• _Records for this exercise_

- - - - - - -

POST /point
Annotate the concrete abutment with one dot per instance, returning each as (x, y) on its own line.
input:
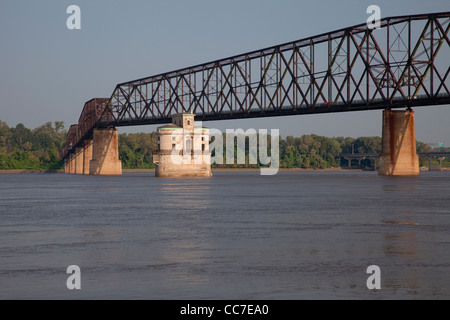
(398, 155)
(105, 153)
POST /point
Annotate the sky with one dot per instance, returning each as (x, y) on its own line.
(48, 72)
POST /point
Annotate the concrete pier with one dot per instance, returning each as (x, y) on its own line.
(87, 155)
(72, 163)
(183, 149)
(79, 160)
(398, 156)
(105, 154)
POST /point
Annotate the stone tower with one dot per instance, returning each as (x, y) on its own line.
(183, 149)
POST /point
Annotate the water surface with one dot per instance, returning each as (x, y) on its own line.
(237, 235)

- - - - - - -

• _Set problem_
Can you reproduce all of the items above word for word, leaving the picture out?

• _Answer to the task_
POST /point
Annotate the concrete abutment with one dot per instance, returning each as (x, y) on its own line.
input:
(398, 155)
(105, 153)
POST /point
Annotate the sky with one dot per instance, returning each as (x, y) on its own line.
(48, 72)
POST /point
Annotate the concrete pier with one dot per instance, returning each as (x, y) on its own line.
(87, 155)
(72, 163)
(183, 149)
(79, 160)
(398, 156)
(105, 154)
POST /point
Annotate the stone tower with one dot per instance, returning each as (x, y) on its own line.
(183, 149)
POST /point
Annotate the water surface with one dot per instance, returning each as (x, y) on its own line.
(237, 235)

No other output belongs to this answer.